[Given text]
**********
Work with large PDF documents in .NET

Blog category: PDF.NET

February 5, 2021

PDF specification defines the size of PDF document version 1.0-1.4 not larger than 9,3GB (9.999.999.999 bytes).
PDF document of version 1.5 and higher is not limited in file size when uses Compressed Cross-Reference Table.

VintaSoft Imaging .NET SDK allows to create, open, change and save PDF document of version 1.0-1.4 when the file size does not exceed 9,3GB (9.999.999.999 bytes).
The SDK allows to create, open, change and save PDF document of version 1.5 and higher, which uses Compressed Cross-Reference Table, when the file size does not exceed 256TB (281.474.976.710.655 bytes).

PDF specification does not limit the size of file attachment stored in PDF document.
**********
[Information provided]
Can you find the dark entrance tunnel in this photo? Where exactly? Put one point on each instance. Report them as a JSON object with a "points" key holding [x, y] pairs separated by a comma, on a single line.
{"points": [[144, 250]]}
**********
[Stated exercise]
Answer these questions using the text on large PDF documents in .NET:
1. What does a PDF document of version 1.5 or higher need to use so that the specification puts no limit on its file size?
2. What is the largest file size at which the SDK can create, open, change and save such a version 1.5 or higher document?
3. What does the PDF specification say about the size of a file attachment stored in a PDF document?

[Result]
1. A Compressed Cross-Reference Table.
2. 256TB (281,474,976,710,655 bytes).
3. The specification does not limit it.